%%

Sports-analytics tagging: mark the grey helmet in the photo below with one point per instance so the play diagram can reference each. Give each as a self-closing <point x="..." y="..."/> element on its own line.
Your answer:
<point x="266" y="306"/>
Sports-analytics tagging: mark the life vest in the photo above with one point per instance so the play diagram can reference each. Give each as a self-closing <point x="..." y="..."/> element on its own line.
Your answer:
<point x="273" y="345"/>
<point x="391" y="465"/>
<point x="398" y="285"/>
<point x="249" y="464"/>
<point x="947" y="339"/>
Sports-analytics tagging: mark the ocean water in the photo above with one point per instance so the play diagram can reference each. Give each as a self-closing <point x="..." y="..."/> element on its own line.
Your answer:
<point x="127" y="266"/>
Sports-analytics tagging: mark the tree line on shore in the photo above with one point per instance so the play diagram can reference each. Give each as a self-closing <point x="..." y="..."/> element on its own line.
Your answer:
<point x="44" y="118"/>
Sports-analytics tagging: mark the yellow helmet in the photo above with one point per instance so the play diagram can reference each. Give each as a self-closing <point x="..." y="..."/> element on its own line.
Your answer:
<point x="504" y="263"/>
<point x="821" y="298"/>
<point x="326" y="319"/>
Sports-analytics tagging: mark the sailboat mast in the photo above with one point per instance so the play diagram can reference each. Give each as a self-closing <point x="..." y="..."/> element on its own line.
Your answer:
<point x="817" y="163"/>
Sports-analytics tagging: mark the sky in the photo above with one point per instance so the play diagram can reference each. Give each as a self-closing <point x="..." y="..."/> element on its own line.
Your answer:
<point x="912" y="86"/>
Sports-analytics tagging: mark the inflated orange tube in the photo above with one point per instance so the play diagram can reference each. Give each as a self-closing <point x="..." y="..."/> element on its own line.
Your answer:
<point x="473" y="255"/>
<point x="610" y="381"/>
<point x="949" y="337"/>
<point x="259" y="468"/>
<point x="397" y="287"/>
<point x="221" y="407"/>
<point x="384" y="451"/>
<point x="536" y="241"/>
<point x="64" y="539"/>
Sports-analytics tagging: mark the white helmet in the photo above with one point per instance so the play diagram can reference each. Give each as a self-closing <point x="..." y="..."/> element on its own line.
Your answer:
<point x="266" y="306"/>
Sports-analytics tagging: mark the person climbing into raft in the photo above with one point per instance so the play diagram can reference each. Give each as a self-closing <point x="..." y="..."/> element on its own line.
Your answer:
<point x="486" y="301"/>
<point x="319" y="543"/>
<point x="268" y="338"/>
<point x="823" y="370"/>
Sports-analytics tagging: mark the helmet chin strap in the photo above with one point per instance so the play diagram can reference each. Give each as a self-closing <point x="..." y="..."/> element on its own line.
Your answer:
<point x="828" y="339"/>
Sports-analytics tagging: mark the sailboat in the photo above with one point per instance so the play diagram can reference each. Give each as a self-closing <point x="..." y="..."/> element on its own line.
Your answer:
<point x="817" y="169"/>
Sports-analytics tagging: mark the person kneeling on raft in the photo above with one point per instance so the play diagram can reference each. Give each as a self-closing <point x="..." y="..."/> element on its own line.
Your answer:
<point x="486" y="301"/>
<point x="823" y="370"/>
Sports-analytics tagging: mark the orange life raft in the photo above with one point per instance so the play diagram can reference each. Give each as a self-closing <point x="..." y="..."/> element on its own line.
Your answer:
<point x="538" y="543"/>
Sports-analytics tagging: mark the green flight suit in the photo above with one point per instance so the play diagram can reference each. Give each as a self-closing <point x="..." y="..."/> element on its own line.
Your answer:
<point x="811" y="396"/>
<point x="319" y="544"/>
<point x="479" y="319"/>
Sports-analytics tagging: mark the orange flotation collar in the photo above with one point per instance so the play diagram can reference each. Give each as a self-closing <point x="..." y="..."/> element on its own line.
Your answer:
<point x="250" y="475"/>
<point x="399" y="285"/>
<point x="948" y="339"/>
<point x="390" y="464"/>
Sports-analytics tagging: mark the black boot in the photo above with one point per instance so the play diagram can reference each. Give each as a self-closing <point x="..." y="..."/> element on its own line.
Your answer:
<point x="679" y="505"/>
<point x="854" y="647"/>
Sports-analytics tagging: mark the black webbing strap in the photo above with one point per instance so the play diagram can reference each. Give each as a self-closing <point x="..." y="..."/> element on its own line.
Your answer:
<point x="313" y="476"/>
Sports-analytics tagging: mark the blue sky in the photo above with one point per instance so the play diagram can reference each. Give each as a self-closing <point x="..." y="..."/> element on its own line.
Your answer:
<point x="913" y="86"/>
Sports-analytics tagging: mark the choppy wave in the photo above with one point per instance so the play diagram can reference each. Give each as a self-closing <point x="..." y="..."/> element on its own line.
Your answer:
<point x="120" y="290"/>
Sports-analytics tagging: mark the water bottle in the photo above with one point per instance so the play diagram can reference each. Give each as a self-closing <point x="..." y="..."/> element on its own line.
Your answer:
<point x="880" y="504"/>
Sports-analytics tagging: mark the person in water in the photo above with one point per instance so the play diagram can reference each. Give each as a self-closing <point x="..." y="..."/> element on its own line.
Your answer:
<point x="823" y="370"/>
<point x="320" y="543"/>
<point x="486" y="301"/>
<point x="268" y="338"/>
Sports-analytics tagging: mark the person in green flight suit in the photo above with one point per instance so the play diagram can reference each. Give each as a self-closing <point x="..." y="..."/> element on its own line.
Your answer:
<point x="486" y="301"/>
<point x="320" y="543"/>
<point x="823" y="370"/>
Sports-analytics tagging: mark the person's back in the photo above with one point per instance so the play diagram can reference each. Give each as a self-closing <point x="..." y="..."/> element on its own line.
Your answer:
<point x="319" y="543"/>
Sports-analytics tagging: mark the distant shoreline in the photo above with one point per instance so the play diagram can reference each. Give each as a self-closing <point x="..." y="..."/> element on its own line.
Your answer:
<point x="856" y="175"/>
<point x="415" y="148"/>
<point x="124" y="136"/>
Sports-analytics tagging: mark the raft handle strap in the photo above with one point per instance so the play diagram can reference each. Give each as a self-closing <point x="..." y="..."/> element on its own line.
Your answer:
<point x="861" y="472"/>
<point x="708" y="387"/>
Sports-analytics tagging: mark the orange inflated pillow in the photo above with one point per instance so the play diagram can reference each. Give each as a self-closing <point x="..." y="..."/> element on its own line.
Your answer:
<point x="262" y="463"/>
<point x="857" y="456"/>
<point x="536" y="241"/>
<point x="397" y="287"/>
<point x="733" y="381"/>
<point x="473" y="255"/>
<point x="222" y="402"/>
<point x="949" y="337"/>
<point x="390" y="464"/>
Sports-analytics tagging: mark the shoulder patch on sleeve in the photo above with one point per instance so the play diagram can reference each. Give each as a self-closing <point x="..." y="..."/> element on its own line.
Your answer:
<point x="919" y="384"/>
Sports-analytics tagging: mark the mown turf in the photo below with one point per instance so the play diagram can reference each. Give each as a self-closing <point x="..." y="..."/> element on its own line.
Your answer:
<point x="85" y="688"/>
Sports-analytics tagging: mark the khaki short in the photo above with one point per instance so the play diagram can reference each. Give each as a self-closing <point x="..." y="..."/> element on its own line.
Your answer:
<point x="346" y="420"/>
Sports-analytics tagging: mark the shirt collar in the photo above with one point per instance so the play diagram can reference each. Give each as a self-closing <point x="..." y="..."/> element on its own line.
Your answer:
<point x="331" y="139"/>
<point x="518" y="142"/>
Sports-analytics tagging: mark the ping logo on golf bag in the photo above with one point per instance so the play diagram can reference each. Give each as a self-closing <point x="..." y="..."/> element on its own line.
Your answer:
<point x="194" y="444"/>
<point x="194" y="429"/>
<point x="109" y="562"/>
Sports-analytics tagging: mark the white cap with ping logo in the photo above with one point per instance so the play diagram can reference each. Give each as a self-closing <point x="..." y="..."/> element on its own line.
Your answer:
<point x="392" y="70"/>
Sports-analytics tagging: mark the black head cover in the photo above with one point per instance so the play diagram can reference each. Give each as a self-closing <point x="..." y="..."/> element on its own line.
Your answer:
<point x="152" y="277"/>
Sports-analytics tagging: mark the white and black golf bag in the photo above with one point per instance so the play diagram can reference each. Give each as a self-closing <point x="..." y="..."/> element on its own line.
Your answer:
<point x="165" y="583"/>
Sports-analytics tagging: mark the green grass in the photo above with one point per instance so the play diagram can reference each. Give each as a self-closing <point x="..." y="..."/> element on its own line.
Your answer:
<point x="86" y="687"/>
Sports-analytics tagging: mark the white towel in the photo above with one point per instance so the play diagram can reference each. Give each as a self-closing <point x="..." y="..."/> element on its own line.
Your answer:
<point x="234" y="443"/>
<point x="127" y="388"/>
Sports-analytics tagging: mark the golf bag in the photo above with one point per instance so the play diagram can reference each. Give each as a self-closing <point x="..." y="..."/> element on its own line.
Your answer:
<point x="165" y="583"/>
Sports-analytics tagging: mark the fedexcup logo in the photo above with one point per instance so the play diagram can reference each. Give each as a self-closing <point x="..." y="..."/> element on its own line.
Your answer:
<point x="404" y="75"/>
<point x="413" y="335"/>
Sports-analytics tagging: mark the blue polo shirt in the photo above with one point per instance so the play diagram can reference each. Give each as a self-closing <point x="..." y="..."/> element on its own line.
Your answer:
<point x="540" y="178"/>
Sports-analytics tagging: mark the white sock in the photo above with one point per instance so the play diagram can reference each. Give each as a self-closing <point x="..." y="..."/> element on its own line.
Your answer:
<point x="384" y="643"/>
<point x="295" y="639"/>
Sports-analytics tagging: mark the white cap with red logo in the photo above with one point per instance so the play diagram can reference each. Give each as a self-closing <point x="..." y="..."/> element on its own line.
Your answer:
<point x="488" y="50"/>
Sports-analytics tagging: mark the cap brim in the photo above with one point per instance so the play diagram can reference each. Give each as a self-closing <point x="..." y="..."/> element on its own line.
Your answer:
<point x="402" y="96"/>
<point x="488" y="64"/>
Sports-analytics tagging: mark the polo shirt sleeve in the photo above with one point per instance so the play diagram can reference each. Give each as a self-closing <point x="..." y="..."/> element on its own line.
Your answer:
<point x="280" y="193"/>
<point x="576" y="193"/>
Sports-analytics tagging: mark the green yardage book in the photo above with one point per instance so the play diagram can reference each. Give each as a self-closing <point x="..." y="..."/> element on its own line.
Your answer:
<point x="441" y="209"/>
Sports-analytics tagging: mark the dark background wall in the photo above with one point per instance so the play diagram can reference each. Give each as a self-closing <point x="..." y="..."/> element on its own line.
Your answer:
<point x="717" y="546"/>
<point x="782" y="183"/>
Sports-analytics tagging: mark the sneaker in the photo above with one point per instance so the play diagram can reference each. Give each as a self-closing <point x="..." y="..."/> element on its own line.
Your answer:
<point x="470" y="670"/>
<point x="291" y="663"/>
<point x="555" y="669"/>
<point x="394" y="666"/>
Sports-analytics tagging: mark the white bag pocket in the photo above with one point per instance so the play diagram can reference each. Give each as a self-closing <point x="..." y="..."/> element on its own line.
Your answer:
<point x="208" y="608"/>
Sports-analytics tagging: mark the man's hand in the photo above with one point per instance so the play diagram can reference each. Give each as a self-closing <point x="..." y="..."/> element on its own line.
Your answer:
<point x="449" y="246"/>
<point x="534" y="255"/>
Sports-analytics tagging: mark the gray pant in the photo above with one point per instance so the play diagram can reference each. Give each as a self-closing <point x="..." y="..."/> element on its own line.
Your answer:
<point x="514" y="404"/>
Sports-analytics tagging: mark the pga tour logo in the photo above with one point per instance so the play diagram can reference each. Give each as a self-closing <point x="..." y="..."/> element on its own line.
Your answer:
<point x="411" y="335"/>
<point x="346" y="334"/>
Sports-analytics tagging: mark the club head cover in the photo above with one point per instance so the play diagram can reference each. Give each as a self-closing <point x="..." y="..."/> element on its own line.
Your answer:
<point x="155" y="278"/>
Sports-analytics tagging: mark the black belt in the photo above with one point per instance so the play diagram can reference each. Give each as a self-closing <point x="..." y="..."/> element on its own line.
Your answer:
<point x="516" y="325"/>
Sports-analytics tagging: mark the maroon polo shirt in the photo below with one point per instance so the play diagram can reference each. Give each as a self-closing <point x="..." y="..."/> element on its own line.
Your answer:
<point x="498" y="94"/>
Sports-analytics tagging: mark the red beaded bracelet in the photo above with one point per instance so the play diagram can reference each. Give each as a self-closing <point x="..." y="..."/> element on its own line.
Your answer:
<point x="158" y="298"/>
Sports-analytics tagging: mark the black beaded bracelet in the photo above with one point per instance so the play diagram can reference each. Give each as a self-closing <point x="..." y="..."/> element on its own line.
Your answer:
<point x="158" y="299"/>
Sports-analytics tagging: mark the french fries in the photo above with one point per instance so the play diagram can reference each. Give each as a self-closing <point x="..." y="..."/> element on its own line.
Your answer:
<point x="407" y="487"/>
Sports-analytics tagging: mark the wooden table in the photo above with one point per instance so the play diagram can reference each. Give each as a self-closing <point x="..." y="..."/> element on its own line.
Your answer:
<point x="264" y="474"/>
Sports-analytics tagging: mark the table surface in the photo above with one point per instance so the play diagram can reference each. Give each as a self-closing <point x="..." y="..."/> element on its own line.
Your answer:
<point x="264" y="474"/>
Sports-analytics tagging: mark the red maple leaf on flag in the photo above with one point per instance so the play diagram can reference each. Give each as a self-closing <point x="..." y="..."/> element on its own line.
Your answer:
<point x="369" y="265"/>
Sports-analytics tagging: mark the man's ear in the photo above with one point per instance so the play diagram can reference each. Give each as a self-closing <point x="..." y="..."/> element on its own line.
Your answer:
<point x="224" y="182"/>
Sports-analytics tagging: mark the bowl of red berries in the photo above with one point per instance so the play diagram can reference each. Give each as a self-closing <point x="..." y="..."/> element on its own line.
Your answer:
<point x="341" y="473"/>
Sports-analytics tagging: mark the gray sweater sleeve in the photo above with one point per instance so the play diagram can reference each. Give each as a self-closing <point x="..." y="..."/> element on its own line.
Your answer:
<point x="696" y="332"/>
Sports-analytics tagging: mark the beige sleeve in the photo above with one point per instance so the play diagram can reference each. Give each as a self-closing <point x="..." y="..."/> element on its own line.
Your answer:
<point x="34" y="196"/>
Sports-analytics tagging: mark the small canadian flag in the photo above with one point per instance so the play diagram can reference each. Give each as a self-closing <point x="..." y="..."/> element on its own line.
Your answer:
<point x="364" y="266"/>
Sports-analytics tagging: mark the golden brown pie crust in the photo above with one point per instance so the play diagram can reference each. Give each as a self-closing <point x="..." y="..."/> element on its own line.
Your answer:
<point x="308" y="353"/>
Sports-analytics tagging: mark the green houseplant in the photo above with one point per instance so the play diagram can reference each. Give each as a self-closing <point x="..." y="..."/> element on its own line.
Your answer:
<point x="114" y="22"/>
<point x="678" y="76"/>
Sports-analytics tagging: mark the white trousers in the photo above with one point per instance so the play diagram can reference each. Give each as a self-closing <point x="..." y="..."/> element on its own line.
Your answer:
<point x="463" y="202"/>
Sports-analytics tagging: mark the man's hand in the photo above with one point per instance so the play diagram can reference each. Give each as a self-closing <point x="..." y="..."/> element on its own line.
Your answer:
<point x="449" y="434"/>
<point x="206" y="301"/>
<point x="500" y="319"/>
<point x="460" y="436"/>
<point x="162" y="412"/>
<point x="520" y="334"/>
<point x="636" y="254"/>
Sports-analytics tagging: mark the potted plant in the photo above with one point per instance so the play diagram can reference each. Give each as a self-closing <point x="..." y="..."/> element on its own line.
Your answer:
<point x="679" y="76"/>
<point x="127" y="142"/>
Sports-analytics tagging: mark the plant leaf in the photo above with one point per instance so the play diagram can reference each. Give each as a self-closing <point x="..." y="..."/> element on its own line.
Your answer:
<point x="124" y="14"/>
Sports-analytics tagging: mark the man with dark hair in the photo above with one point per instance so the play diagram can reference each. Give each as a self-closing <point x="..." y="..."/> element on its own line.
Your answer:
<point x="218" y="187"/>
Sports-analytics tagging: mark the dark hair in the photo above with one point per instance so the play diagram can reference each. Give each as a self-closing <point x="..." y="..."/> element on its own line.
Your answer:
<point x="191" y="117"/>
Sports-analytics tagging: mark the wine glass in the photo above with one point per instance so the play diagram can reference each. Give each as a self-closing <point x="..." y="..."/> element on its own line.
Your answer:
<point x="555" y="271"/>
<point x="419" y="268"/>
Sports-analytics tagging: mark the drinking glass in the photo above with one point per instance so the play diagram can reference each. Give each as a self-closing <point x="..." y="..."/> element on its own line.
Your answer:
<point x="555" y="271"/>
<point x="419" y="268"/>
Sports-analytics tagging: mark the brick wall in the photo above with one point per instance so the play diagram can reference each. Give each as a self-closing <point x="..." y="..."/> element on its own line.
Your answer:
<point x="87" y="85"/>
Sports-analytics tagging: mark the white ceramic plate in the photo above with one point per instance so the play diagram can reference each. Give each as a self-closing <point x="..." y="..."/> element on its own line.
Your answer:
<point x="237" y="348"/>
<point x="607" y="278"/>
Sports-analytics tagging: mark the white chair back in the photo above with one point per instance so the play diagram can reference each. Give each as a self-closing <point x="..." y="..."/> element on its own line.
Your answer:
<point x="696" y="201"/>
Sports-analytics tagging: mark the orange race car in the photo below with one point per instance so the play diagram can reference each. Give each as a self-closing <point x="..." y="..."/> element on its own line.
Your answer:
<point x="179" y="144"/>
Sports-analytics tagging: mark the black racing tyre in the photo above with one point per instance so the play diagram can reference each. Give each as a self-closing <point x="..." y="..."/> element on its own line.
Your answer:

%%

TASK DESCRIPTION — Look above for the line that holds "Sports-analytics tagging: mark the white chair", then copy it and each line after it exactly, through the last line of the data.

SOLUTION TO THE PROBLEM —
Sports-analytics tagging: mark the white chair back in the photo above with one point per instance so the play diagram can reference each. Give each as a self-closing <point x="..." y="..."/> element on its own line.
Your answer:
<point x="696" y="201"/>
Sports-analytics tagging: mark the orange race car in the photo below with one point per instance so the play diagram can reference each. Give each as a self-closing <point x="..." y="..."/> element on its own line.
Your answer:
<point x="179" y="144"/>
Sports-analytics tagging: mark the black racing tyre in the photo above with one point per instance so the play diagram can reference each. Give each as a self-closing <point x="..." y="..."/> element on its own line.
Your answer:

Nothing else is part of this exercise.